#### [AIM OF THE EXERCISE]
Copy out every line in the rows below that contains the word "officer".

[Dataset rows about object locations]
◇ ◇ ◇ ◇
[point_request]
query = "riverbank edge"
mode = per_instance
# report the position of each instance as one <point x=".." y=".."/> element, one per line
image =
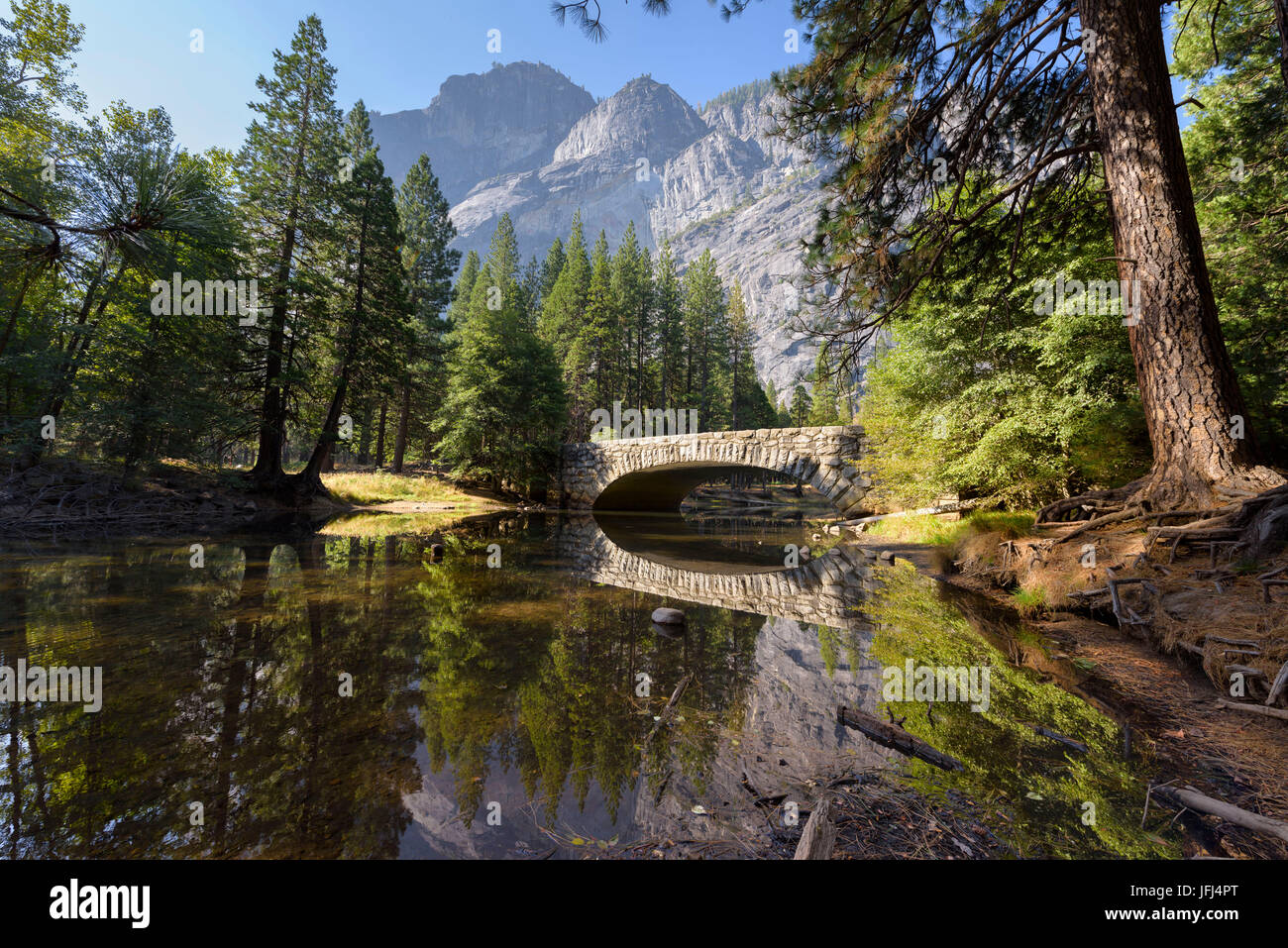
<point x="1172" y="697"/>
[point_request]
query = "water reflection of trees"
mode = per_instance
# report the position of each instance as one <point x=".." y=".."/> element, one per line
<point x="222" y="687"/>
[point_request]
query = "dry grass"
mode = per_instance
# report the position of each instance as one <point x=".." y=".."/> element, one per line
<point x="382" y="487"/>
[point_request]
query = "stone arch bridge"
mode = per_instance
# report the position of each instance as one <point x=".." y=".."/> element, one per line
<point x="656" y="474"/>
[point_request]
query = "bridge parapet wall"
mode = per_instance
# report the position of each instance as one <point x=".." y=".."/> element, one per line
<point x="823" y="458"/>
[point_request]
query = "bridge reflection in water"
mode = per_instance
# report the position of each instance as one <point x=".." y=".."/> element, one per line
<point x="618" y="552"/>
<point x="811" y="655"/>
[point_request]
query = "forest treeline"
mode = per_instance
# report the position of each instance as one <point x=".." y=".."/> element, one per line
<point x="284" y="304"/>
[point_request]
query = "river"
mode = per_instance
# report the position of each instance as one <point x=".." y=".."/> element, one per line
<point x="349" y="689"/>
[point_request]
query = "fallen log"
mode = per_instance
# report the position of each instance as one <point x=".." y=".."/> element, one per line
<point x="666" y="711"/>
<point x="819" y="836"/>
<point x="1192" y="798"/>
<point x="1060" y="738"/>
<point x="896" y="738"/>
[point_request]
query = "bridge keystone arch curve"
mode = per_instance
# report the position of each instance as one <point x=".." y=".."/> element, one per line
<point x="655" y="474"/>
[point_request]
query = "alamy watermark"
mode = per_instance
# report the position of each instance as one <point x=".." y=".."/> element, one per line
<point x="179" y="296"/>
<point x="1089" y="298"/>
<point x="635" y="423"/>
<point x="35" y="683"/>
<point x="936" y="683"/>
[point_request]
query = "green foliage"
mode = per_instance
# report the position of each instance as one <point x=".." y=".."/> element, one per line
<point x="505" y="403"/>
<point x="975" y="394"/>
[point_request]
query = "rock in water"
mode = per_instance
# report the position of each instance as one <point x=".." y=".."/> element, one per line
<point x="668" y="617"/>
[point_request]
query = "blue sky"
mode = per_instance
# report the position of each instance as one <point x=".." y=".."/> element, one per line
<point x="394" y="53"/>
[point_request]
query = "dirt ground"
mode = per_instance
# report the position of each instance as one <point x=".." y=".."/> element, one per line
<point x="1170" y="689"/>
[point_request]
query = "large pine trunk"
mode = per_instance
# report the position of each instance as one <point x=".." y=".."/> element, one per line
<point x="403" y="417"/>
<point x="1188" y="386"/>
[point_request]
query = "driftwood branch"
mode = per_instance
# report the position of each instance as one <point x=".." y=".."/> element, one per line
<point x="819" y="836"/>
<point x="896" y="738"/>
<point x="1194" y="800"/>
<point x="1254" y="708"/>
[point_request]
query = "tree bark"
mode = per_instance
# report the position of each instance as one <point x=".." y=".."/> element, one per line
<point x="400" y="437"/>
<point x="1188" y="385"/>
<point x="380" y="433"/>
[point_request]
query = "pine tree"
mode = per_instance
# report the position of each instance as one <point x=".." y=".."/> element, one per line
<point x="288" y="170"/>
<point x="669" y="320"/>
<point x="505" y="404"/>
<point x="599" y="337"/>
<point x="552" y="266"/>
<point x="632" y="291"/>
<point x="429" y="264"/>
<point x="745" y="388"/>
<point x="370" y="337"/>
<point x="706" y="339"/>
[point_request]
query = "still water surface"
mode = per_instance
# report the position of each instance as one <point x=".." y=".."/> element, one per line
<point x="343" y="690"/>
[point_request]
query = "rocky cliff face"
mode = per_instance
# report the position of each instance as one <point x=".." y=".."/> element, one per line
<point x="524" y="141"/>
<point x="483" y="125"/>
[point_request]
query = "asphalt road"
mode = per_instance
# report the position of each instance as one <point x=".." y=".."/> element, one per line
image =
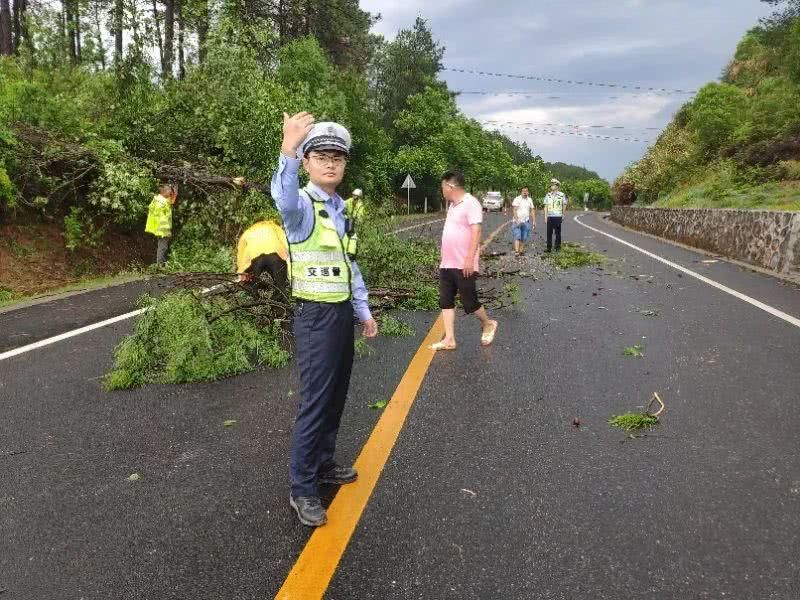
<point x="490" y="491"/>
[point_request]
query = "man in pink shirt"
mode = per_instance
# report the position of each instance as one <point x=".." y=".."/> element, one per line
<point x="458" y="271"/>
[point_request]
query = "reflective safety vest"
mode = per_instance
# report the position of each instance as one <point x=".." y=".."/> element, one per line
<point x="159" y="217"/>
<point x="554" y="203"/>
<point x="319" y="267"/>
<point x="356" y="215"/>
<point x="264" y="237"/>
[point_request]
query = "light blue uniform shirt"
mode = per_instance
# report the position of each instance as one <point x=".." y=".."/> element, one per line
<point x="297" y="212"/>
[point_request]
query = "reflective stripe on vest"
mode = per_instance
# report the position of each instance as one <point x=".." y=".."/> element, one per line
<point x="318" y="266"/>
<point x="311" y="256"/>
<point x="320" y="287"/>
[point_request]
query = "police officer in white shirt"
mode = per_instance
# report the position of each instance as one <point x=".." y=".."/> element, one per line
<point x="554" y="203"/>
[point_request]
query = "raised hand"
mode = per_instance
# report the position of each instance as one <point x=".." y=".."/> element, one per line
<point x="295" y="130"/>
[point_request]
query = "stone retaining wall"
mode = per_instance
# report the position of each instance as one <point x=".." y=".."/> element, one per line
<point x="764" y="238"/>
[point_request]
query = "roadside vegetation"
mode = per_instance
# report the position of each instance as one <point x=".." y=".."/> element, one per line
<point x="737" y="143"/>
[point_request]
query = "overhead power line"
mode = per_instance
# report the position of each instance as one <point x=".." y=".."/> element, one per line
<point x="553" y="132"/>
<point x="570" y="125"/>
<point x="559" y="95"/>
<point x="571" y="81"/>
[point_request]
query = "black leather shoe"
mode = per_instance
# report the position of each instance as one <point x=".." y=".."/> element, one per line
<point x="339" y="475"/>
<point x="309" y="510"/>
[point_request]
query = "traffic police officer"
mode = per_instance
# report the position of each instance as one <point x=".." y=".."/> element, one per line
<point x="554" y="203"/>
<point x="328" y="287"/>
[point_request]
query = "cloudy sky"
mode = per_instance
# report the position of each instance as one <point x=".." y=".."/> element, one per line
<point x="665" y="44"/>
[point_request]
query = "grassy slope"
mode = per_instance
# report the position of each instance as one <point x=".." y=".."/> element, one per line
<point x="783" y="195"/>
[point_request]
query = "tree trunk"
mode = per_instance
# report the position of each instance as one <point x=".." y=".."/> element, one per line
<point x="77" y="29"/>
<point x="181" y="57"/>
<point x="69" y="25"/>
<point x="169" y="39"/>
<point x="17" y="31"/>
<point x="202" y="33"/>
<point x="99" y="34"/>
<point x="6" y="41"/>
<point x="158" y="35"/>
<point x="118" y="18"/>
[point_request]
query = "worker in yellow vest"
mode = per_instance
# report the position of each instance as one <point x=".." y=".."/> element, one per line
<point x="263" y="247"/>
<point x="159" y="219"/>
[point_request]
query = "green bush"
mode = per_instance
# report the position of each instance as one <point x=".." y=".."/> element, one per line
<point x="80" y="231"/>
<point x="8" y="192"/>
<point x="717" y="110"/>
<point x="182" y="338"/>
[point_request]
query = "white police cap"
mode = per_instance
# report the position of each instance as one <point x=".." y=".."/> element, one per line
<point x="326" y="136"/>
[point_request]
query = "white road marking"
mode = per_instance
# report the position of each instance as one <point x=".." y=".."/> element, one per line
<point x="69" y="334"/>
<point x="757" y="303"/>
<point x="130" y="315"/>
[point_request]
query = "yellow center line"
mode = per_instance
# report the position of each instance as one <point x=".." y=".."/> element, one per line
<point x="316" y="565"/>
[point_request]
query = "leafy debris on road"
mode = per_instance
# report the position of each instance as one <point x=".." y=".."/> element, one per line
<point x="631" y="421"/>
<point x="513" y="292"/>
<point x="574" y="255"/>
<point x="394" y="327"/>
<point x="637" y="351"/>
<point x="363" y="348"/>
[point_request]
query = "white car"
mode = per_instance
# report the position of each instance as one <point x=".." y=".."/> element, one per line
<point x="493" y="201"/>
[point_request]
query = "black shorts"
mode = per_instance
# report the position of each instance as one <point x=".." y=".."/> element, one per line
<point x="452" y="281"/>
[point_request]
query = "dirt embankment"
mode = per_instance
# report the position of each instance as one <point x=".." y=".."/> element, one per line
<point x="33" y="258"/>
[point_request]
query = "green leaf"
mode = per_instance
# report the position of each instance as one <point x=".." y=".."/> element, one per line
<point x="633" y="351"/>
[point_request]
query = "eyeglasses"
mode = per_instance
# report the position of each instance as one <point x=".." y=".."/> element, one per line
<point x="329" y="159"/>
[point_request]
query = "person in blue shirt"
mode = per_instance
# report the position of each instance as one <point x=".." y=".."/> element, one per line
<point x="328" y="287"/>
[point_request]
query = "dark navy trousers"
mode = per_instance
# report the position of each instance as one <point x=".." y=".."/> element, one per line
<point x="324" y="346"/>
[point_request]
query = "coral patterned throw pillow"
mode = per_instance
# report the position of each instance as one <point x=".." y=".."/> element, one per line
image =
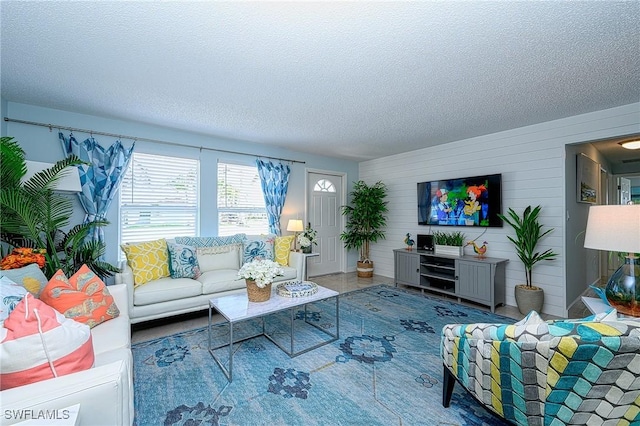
<point x="38" y="343"/>
<point x="83" y="297"/>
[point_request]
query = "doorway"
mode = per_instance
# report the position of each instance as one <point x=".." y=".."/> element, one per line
<point x="325" y="193"/>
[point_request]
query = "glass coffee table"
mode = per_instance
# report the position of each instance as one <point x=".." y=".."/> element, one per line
<point x="236" y="308"/>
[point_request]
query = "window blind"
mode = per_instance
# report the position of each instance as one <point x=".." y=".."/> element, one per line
<point x="159" y="198"/>
<point x="241" y="206"/>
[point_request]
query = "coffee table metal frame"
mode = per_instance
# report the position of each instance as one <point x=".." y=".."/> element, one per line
<point x="236" y="308"/>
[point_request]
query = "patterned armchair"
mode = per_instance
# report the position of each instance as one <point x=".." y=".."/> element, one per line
<point x="552" y="373"/>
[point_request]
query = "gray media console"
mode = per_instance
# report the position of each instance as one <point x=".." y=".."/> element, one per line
<point x="478" y="280"/>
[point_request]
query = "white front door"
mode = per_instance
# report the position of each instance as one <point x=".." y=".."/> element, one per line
<point x="324" y="199"/>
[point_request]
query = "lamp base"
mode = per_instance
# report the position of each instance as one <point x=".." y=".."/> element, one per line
<point x="623" y="288"/>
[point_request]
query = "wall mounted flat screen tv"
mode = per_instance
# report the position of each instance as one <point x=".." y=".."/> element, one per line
<point x="472" y="201"/>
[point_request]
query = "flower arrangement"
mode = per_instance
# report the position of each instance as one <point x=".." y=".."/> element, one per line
<point x="23" y="256"/>
<point x="261" y="271"/>
<point x="308" y="237"/>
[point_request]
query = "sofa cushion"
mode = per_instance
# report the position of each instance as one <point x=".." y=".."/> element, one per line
<point x="165" y="289"/>
<point x="30" y="277"/>
<point x="258" y="247"/>
<point x="149" y="260"/>
<point x="38" y="343"/>
<point x="110" y="335"/>
<point x="289" y="274"/>
<point x="10" y="295"/>
<point x="83" y="297"/>
<point x="211" y="241"/>
<point x="183" y="262"/>
<point x="282" y="248"/>
<point x="221" y="257"/>
<point x="220" y="280"/>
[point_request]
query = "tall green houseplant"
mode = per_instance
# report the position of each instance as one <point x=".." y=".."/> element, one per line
<point x="529" y="232"/>
<point x="366" y="221"/>
<point x="33" y="215"/>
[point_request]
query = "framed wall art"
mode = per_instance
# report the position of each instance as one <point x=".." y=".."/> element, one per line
<point x="588" y="179"/>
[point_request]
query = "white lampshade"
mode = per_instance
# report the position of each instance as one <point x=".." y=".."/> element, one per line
<point x="295" y="225"/>
<point x="69" y="179"/>
<point x="614" y="228"/>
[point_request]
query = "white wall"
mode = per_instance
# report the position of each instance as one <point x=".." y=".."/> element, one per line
<point x="532" y="162"/>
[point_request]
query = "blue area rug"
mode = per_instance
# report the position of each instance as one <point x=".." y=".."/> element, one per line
<point x="385" y="369"/>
◇ ◇ ◇ ◇
#### [SOLUTION BELOW]
query = "police officer in white shirt"
query = "traffic police officer"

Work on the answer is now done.